→ What you have to do
An exact copy of every record is the expected answer.

◆ ◆ ◆ ◆

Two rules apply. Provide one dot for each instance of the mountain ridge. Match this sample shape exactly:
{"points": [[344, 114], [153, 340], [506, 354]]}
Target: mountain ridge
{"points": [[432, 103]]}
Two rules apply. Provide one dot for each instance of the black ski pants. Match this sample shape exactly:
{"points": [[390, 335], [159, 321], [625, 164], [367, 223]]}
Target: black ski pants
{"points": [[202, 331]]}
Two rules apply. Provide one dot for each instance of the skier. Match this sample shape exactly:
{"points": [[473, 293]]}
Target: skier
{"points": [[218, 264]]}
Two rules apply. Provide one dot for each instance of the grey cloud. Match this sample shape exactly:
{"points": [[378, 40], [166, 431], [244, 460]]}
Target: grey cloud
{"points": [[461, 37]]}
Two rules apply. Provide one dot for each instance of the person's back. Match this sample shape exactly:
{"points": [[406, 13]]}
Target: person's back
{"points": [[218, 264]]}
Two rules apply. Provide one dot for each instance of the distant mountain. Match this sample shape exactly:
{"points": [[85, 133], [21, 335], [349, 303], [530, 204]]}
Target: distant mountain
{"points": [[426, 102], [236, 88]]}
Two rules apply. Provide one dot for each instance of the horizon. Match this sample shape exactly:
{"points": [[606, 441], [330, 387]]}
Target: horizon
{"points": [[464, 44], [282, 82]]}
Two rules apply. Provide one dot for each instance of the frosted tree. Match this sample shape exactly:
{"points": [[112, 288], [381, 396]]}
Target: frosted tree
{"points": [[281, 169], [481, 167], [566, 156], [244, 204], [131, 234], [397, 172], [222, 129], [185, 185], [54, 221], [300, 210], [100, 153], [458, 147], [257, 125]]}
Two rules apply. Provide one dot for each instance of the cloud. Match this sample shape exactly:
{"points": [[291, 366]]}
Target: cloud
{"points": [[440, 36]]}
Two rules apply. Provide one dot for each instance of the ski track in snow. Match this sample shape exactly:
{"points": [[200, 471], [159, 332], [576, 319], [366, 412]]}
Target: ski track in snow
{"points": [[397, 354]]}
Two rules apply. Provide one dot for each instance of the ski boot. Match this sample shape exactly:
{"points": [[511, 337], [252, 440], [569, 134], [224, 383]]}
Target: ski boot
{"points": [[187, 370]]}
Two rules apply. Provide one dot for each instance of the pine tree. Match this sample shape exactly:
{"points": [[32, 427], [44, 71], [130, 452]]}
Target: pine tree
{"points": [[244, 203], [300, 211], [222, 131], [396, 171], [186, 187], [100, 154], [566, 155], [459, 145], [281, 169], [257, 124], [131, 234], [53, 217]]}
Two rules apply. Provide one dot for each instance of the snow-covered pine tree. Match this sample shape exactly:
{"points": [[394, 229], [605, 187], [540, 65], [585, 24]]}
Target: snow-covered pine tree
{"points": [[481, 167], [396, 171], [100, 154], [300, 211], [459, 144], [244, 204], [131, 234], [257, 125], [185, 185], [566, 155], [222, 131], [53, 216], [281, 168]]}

◆ ◆ ◆ ◆

→ Exercise output
Two rules apply. Provide one dot for each instance of the mountain ridge. Match this sample shape exactly:
{"points": [[344, 114], [153, 340], [506, 354]]}
Target: mountain ridge
{"points": [[432, 103]]}
Two rules apply. Provide one dot for each instance of the black ski pants. Match this sample shape exactly:
{"points": [[390, 335], [159, 321], [625, 164], [367, 223]]}
Target: black ski pants
{"points": [[202, 331]]}
Two rules apply. Provide one dot for each instance of the skier. Match this sample shape exactly:
{"points": [[473, 293]]}
Target: skier
{"points": [[218, 264]]}
Two rules apply. Provide one dot for each instance of the grey cloud. Match this sample shape exactly:
{"points": [[378, 40], [166, 431], [244, 460]]}
Target: grey cloud
{"points": [[461, 37]]}
Two rules apply. Provide one dot for each instance of the person's back. Match this sample shape exactly:
{"points": [[406, 13]]}
Target: person's back
{"points": [[218, 264]]}
Two rules apply. Provide one dot for each instance of the distant mountain. Match this sample shape exactly:
{"points": [[85, 133], [21, 335], [349, 303], [530, 204]]}
Target: distant mountain
{"points": [[426, 102], [236, 88]]}
Two rules apply. Provide one dot for each instance of the horizon. Match this sample shape exactly:
{"points": [[606, 441], [330, 387]]}
Target: horizon
{"points": [[464, 44], [282, 82]]}
Two rules apply. Provide one dot for each instance of the frosted tree. Match this sample shape exactly:
{"points": [[112, 288], [381, 396]]}
Target: frosted tree
{"points": [[281, 169], [481, 167], [566, 156], [244, 204], [131, 234], [397, 172], [222, 129], [185, 185], [54, 221], [300, 210], [100, 153], [458, 147], [257, 125]]}
Two rules apply. Provide one dot for each instance of the cloud. Match this sample shape exactly:
{"points": [[291, 366]]}
Target: cloud
{"points": [[440, 36]]}
Two rules apply. Provide one dot for each instance of the ski track in snow. Match this sample shape exactly:
{"points": [[200, 471], [159, 332], [576, 319], [366, 412]]}
Target: ski track in snow
{"points": [[397, 354]]}
Two rules apply. Provide one dot for each instance of the ski boot. Match this sample shape exactly:
{"points": [[511, 337], [252, 440], [569, 134], [224, 383]]}
Target: ski boot
{"points": [[187, 370]]}
Two rules apply. Provide one dot for each instance of the pine tree. Match this sample shape exactly:
{"points": [[32, 427], [44, 71], [130, 452]]}
Target: pine tree
{"points": [[244, 203], [300, 211], [222, 131], [396, 171], [186, 187], [100, 154], [566, 155], [459, 145], [281, 169], [257, 124], [131, 234], [53, 217]]}
Two rules apply. Provide one dot for each instance of the snow-covered pine tree. Match this sample shape exactly:
{"points": [[394, 229], [605, 187], [540, 65], [585, 24]]}
Target: snow-covered pine tree
{"points": [[481, 167], [396, 171], [100, 154], [300, 211], [459, 144], [244, 204], [131, 234], [257, 125], [185, 185], [566, 155], [222, 131], [53, 216], [281, 168]]}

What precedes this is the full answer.